### [PROBLEM TO SOLVE]
Copy out the listing below word for word, keeping every line as it is.

### [EXERCISE INPUT]
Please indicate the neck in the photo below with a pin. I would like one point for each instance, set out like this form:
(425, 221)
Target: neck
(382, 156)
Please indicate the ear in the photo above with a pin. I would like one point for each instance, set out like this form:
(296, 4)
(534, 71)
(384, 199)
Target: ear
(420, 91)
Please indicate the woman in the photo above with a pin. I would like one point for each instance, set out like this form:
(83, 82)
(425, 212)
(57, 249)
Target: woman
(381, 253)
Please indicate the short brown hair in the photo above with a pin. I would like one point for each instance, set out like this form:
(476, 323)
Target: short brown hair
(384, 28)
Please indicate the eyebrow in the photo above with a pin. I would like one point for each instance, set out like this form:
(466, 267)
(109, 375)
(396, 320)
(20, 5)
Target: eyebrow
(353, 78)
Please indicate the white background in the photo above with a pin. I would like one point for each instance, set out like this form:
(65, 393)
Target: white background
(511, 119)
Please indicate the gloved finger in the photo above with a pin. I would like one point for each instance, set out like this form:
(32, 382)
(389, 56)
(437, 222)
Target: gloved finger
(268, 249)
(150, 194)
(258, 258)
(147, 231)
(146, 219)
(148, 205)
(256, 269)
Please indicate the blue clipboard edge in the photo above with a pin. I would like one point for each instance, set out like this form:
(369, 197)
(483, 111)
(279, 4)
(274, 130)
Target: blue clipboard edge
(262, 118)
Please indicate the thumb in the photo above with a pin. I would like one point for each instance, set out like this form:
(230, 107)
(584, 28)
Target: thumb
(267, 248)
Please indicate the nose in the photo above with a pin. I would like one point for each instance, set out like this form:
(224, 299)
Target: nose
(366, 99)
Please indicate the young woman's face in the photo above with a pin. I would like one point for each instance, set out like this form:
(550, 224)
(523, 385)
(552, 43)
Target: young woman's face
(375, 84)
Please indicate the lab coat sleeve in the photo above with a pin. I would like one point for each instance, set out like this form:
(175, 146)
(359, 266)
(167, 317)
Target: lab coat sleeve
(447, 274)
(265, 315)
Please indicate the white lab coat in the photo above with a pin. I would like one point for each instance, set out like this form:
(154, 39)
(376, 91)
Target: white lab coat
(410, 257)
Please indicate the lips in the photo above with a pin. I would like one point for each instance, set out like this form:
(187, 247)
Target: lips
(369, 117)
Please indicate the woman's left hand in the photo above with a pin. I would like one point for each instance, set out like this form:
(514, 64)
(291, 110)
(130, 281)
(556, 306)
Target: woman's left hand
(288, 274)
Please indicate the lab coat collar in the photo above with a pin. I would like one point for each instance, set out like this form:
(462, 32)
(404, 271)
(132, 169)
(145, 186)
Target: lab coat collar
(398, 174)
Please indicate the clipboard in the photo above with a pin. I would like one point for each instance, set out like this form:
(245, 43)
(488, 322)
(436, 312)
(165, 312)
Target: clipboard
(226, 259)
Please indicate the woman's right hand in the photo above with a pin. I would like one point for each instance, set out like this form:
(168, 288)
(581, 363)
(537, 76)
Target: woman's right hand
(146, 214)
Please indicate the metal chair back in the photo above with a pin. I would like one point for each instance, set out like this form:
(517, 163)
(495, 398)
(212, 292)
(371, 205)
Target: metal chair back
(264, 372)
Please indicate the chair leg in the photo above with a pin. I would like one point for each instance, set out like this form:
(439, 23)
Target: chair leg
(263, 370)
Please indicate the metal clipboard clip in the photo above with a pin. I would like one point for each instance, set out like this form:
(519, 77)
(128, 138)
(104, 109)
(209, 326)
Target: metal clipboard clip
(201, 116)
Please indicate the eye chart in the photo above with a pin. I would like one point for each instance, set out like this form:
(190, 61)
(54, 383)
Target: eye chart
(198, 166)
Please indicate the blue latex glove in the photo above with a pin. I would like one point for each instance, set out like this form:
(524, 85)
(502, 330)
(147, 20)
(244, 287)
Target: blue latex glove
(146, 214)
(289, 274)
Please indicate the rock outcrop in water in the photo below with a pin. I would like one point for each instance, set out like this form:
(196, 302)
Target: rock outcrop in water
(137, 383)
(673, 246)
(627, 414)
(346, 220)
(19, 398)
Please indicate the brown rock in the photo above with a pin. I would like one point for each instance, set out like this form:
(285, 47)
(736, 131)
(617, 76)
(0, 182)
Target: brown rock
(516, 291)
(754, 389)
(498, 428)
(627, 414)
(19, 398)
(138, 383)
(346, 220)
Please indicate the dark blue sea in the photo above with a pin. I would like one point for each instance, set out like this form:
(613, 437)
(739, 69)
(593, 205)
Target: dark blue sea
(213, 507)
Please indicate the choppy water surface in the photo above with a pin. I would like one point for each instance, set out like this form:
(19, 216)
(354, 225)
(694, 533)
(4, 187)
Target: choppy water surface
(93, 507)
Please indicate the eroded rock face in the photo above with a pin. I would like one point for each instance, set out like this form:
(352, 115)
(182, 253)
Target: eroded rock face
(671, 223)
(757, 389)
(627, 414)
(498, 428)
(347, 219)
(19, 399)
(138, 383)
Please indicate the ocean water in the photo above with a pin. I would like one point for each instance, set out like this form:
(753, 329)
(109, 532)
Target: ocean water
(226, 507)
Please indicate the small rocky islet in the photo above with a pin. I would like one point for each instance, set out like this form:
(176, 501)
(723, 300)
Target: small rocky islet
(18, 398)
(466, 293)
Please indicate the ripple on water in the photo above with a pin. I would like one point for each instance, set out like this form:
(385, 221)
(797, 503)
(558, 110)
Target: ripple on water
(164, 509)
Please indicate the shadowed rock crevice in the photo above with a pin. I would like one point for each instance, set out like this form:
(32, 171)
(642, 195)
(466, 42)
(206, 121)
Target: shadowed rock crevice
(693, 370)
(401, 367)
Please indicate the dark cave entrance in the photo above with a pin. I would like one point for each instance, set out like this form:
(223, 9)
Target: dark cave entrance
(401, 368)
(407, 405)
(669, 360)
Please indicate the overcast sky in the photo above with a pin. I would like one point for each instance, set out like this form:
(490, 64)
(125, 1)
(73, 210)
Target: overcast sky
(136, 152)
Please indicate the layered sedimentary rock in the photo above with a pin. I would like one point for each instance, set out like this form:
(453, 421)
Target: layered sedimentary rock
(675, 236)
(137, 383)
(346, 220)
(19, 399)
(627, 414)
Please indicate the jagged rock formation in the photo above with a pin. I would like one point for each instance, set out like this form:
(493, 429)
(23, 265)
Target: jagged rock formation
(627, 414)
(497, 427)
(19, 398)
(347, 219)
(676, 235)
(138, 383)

### [EXERCISE SOLUTION]
Please indicate the neck in the photo below with a pin. I would like one point for each instance, set out like this form:
(425, 221)
Target: neck
(382, 156)
Please indicate the ear in the photo above with a pin. I would like one point for each instance, set out like this form:
(296, 4)
(534, 71)
(384, 199)
Target: ear
(420, 91)
Please indicate the woman in the photo above with a pin. I would like one point for each instance, set out like this form:
(83, 82)
(425, 212)
(57, 249)
Target: woman
(381, 253)
Please indicate the short brown hair in the photo above with a pin. I would like one point for each instance, set out like this form:
(476, 323)
Target: short brown hair
(384, 28)
Please indicate the eyebrow in the photo above with a pin. I would like one point for each instance, set out like this form:
(466, 267)
(109, 375)
(396, 320)
(20, 5)
Target: eyebrow
(353, 78)
Please indicate the white background in the photo above with a pin. I would like one point for each instance, set out like this form:
(65, 393)
Target: white background
(511, 119)
Please indicate the gloved finger in the photo above with a pin. I would like one point for each instance, set out like this form:
(32, 382)
(389, 56)
(437, 222)
Target: gloved finger
(268, 249)
(150, 194)
(258, 258)
(147, 231)
(146, 219)
(148, 205)
(256, 269)
Please indicate the blue clipboard edge in the photo above with a pin. I would like one point for each instance, set out like this form:
(369, 197)
(483, 111)
(279, 4)
(274, 130)
Target: blue clipboard edge
(262, 118)
Please indicate the thumb in the photo above with a pin. I would like one point for each instance, set out like this form:
(230, 107)
(584, 28)
Target: thumb
(267, 248)
Please indicate the nose in the photo above with a pin. I would like one point for each instance, set out like this form:
(224, 299)
Target: nose
(366, 99)
Please indicate the young woman's face in the photo above with a pin. I would like one point for each instance, set out like this form:
(550, 224)
(523, 385)
(552, 43)
Target: young woman's face
(375, 84)
Please indicate the lab coat sleeve in the photo above with a pin. I would like one point for each instance, set out like this form:
(175, 146)
(359, 266)
(167, 317)
Target: lab coat sleeve
(447, 274)
(265, 315)
Please indicate the white lab coat in the photo above with a pin. I would like one point for each instance, set out like this form:
(154, 39)
(376, 91)
Target: white lab coat
(410, 257)
Please indicate the lips in the photo above with a pin. I would like one point for each instance, set out like this form:
(187, 247)
Target: lips
(369, 117)
Please indicate the woman's left hand in the photo above with a pin. I would like one point for each instance, set out like this form:
(514, 64)
(291, 110)
(130, 281)
(556, 306)
Target: woman's left hand
(288, 274)
Please indicate the lab coat collar in the photo above with a pin. I would like one point for each instance, set out like this form:
(462, 32)
(404, 271)
(132, 169)
(145, 186)
Target: lab coat collar
(398, 174)
Please indicate the clipboard in the photo above with a pin. I would like one point for each instance, set out like this form:
(245, 43)
(488, 322)
(436, 312)
(165, 312)
Target: clipboard
(226, 259)
Please indicate the woman's right hand in the photo above with a pin. I would like one point for each instance, set out like this form:
(168, 288)
(581, 363)
(537, 76)
Target: woman's right hand
(146, 214)
Please indicate the metal chair back in the photo above with a pin. I would like one point for each instance, set out like this form:
(517, 163)
(495, 398)
(212, 292)
(371, 205)
Target: metal chair back
(264, 372)
Please indicate the chair leg in the photo above with a pin. I would like one point for each instance, set out like this form:
(439, 23)
Target: chair leg
(263, 370)
Please indicate the metal clipboard clip in the photo above with a pin. I would like one point for each instance, set out like this form:
(519, 77)
(128, 138)
(104, 109)
(209, 326)
Target: metal clipboard clip
(201, 116)
Please indicate the eye chart in the photo above with a pin. I would like one point for each instance, set out like this form:
(190, 61)
(54, 383)
Target: eye chart
(198, 166)
Please indicate the blue latex glove in the photo above with a pin. I would like one point for each instance, set out like this form:
(524, 85)
(502, 330)
(147, 20)
(244, 287)
Target: blue latex glove
(146, 214)
(289, 274)
Please indicate the rock outcrop in water in the photo below with a pin. I would like one point for each instance, set out like this form:
(196, 302)
Target: rock outcrop in water
(137, 383)
(673, 246)
(627, 414)
(346, 220)
(19, 398)
Please indicate the brown rock in the photo above with a pin. I would like one point for each instance, set out like this form:
(285, 47)
(736, 131)
(617, 76)
(0, 182)
Target: brown rock
(516, 291)
(754, 389)
(498, 428)
(627, 414)
(19, 398)
(138, 383)
(346, 220)
Please indicate the dark blue sea in the photo above with a pin. I would like one point for each instance, set out like this form:
(613, 437)
(739, 69)
(593, 205)
Target: dark blue sea
(213, 507)
Please indicate the choppy water surface in the photo above with a pin. I would like one point for each instance, set out like this form:
(19, 216)
(354, 225)
(694, 533)
(4, 187)
Target: choppy water surface
(93, 507)
Please indicate the eroded rock face in the photo above with a pin. I would like one point for each instance, set out like this form:
(352, 115)
(182, 253)
Target: eroded rock face
(671, 223)
(757, 389)
(627, 414)
(498, 428)
(347, 219)
(19, 399)
(138, 383)
Please indicate the ocean water in the photo above with a pin. I would like one point for each instance, set out like this form:
(753, 329)
(109, 532)
Target: ocean water
(226, 507)
Please indicate the small rocky islet in the photo above with a pin. I would like one point for each instance, set out like this form:
(176, 501)
(723, 300)
Target: small rocky islet
(18, 398)
(466, 293)
Please indicate the ripple on water in the photo above with a pin. I would like one point for each instance, set out like this form:
(385, 221)
(797, 503)
(558, 110)
Target: ripple on water
(164, 509)
Please indicate the shadowed rock crevice in the photo above with a pin. I would like one point for each instance, set out like this form:
(32, 171)
(642, 195)
(466, 42)
(206, 121)
Target: shadowed rock crevice
(693, 370)
(401, 367)
Please indicate the dark cave entrance in the photo above with a pin. I would like one point for each instance, set out like this form:
(223, 9)
Target: dark cave entrance
(401, 368)
(407, 405)
(669, 360)
Please indicate the overcast sky in the photo above with a pin. I would like one point for each instance, set out like this form:
(490, 64)
(125, 1)
(73, 210)
Target: overcast sky
(136, 152)
Please indicate the layered sedimentary rock in the photo above with a pin. I would like one point for each instance, set out like this form:
(453, 421)
Target: layered sedimentary rock
(675, 236)
(137, 383)
(346, 220)
(19, 399)
(627, 414)
Please indicate the jagged rock formation in the photo above with a pin. I would like one point for each instance, set out like this form:
(493, 429)
(23, 265)
Target: jagged rock formation
(627, 414)
(497, 427)
(19, 398)
(347, 219)
(676, 235)
(138, 383)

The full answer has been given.